▶ [TASK INSTRUCTIONS] Where does the string "doorway" occur in the entries below? Copy every line where it does.

▶ [RECORDS TO PROCESS]
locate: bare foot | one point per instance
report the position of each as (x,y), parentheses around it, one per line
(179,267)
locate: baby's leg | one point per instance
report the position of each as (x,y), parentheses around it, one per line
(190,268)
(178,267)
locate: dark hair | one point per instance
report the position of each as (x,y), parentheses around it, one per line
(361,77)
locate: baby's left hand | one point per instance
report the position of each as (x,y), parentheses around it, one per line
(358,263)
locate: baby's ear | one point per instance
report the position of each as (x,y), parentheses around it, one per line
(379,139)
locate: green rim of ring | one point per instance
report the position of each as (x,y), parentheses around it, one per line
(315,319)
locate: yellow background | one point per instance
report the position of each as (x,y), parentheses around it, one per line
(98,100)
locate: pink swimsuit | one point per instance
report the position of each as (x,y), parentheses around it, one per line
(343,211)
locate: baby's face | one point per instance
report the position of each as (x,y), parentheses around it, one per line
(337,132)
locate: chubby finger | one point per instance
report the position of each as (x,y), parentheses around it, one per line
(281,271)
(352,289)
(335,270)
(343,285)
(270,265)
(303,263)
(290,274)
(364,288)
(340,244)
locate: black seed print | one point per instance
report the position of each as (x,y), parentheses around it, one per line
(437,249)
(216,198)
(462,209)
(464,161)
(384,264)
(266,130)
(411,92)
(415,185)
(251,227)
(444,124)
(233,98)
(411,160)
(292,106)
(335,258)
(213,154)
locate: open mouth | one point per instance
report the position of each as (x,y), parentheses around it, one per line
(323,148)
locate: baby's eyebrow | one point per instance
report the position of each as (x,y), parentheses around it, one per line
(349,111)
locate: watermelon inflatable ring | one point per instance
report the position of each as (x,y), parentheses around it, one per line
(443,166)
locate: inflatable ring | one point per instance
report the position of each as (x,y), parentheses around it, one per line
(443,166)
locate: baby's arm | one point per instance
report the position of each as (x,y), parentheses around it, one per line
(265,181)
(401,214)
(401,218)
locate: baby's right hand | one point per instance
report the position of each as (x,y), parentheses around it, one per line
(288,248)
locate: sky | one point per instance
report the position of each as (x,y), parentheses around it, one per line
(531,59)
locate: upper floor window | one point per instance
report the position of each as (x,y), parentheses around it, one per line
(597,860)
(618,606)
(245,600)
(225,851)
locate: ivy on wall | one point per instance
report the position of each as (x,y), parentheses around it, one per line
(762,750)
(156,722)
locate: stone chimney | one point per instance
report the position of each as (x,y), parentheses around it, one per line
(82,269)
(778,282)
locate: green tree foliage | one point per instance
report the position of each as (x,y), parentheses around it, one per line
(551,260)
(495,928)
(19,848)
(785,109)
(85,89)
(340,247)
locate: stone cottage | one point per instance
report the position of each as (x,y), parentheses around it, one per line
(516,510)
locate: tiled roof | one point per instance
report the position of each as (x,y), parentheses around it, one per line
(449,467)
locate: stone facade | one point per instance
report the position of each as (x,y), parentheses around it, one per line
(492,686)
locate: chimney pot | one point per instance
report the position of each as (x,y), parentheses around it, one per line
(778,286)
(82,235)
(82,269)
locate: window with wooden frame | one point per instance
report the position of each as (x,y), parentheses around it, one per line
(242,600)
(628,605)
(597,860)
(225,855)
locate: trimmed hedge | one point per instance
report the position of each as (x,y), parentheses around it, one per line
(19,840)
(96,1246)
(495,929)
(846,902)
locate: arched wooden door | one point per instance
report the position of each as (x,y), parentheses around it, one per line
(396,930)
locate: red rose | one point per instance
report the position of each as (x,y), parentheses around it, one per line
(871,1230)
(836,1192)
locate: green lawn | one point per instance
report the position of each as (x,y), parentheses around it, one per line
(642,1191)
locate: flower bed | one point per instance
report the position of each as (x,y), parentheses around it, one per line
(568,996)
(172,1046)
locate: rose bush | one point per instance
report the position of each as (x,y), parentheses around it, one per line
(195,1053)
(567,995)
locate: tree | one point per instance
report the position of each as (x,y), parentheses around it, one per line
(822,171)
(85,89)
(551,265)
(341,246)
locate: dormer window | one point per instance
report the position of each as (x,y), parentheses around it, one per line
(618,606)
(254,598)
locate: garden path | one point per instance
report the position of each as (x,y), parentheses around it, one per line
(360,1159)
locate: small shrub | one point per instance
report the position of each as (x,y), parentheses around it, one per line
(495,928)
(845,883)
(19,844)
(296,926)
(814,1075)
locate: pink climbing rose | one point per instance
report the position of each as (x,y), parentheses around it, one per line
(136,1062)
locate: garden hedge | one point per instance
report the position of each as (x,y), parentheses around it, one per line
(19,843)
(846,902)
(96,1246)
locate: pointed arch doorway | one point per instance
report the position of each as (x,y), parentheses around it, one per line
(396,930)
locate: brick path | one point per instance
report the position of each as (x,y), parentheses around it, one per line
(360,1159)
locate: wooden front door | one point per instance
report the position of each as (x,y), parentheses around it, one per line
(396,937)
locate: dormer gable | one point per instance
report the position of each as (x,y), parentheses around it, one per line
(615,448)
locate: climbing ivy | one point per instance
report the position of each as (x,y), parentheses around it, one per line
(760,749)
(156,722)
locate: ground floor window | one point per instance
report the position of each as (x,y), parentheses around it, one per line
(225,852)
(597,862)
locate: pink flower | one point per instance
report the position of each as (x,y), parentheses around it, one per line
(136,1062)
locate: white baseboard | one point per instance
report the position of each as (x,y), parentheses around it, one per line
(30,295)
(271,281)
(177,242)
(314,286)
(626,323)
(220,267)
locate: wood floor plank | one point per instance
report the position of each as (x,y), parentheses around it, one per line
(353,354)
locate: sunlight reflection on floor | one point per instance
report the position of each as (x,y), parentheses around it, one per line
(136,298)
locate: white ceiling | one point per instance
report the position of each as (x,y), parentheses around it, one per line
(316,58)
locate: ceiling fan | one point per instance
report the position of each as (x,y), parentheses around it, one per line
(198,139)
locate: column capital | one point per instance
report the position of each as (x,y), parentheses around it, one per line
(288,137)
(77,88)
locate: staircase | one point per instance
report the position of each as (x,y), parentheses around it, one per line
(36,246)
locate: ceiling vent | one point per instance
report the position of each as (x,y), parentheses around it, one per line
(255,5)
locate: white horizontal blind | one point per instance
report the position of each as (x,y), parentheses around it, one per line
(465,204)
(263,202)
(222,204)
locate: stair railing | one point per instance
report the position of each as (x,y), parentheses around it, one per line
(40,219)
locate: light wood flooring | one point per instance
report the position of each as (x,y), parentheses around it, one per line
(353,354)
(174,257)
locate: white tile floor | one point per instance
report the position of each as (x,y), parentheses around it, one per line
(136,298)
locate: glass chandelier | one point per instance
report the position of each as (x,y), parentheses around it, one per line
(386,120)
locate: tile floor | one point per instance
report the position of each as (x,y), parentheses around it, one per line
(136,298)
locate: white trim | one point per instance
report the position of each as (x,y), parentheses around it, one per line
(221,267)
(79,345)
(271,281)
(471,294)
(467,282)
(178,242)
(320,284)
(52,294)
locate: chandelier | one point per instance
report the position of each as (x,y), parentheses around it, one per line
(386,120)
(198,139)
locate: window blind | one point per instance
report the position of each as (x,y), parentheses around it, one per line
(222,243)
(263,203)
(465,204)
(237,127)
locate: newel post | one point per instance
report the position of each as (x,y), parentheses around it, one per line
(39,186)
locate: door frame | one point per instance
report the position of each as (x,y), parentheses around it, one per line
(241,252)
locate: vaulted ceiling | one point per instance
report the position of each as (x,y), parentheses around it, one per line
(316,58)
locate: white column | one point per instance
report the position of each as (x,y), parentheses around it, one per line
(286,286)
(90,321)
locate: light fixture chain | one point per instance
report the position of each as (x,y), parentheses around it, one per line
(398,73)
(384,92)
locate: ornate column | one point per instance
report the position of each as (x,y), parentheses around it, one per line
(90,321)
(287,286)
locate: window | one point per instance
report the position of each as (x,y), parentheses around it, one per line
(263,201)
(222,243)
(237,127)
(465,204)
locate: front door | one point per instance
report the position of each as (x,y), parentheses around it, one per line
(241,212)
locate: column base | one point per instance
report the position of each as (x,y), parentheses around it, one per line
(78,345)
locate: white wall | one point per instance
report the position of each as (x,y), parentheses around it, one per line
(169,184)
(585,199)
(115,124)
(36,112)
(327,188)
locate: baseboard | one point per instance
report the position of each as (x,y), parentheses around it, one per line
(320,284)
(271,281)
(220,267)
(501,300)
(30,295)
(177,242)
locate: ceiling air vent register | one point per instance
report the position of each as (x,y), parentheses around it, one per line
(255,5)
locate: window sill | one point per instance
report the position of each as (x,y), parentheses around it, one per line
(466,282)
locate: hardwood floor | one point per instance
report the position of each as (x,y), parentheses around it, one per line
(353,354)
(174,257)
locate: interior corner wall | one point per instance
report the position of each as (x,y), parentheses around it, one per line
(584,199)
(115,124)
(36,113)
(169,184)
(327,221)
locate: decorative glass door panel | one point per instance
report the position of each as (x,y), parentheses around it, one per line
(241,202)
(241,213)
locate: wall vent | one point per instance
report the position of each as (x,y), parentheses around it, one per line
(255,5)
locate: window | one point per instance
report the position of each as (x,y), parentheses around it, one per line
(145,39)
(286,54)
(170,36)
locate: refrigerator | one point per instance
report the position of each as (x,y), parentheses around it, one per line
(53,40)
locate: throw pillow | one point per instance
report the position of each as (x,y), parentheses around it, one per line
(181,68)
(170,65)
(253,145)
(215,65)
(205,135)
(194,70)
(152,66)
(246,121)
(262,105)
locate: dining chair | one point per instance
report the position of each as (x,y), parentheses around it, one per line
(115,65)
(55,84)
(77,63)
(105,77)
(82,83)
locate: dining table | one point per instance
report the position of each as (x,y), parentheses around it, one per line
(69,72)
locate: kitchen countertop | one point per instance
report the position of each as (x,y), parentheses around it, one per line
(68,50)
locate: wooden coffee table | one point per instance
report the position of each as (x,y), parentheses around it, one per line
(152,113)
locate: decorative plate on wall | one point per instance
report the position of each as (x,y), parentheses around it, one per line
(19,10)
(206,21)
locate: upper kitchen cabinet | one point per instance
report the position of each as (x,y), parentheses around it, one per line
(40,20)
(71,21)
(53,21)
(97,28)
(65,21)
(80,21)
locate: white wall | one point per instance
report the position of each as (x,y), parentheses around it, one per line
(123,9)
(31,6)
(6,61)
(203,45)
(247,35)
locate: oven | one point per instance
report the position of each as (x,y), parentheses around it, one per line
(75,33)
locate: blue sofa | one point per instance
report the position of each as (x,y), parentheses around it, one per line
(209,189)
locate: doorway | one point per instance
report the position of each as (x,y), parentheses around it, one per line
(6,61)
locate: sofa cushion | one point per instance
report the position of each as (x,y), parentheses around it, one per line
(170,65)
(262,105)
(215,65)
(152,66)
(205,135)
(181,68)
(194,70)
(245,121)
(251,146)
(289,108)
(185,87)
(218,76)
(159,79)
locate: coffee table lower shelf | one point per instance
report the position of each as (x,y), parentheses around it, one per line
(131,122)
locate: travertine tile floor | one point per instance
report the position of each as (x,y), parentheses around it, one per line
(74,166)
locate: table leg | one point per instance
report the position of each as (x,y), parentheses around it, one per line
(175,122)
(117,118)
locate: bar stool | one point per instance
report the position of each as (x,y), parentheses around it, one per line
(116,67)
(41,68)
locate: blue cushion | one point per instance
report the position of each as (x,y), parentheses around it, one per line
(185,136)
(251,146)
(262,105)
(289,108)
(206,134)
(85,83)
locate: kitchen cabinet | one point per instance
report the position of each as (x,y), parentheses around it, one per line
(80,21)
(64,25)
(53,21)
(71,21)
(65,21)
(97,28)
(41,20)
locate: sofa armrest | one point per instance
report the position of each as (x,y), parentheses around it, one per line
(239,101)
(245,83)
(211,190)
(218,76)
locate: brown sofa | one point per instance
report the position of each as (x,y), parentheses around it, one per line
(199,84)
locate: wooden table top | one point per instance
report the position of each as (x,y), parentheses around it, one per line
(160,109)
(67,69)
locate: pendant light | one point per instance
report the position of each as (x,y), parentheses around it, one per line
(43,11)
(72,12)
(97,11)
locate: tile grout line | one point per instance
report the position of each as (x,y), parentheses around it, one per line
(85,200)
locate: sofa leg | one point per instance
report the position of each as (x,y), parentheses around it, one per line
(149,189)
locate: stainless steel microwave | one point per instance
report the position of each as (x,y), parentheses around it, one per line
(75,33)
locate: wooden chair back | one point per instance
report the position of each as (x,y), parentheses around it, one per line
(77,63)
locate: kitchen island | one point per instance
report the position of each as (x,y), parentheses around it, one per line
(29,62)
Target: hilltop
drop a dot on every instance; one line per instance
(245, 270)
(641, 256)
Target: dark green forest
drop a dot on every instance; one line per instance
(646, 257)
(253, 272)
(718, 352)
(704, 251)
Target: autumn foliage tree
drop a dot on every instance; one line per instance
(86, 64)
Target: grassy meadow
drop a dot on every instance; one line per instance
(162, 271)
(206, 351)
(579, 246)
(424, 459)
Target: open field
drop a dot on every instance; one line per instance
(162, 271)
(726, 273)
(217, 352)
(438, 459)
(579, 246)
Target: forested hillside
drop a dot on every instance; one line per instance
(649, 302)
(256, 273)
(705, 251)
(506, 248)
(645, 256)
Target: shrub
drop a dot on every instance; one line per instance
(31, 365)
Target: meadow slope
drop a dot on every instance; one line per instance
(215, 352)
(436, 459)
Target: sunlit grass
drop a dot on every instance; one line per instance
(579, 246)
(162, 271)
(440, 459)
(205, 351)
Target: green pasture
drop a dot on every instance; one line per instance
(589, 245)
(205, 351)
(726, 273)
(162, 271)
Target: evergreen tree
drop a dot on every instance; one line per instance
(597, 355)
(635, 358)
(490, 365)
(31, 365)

▶ [TASK RESPONSE]
locate: pointed arch doorway | one point per instance
locate: doorway | one point per instance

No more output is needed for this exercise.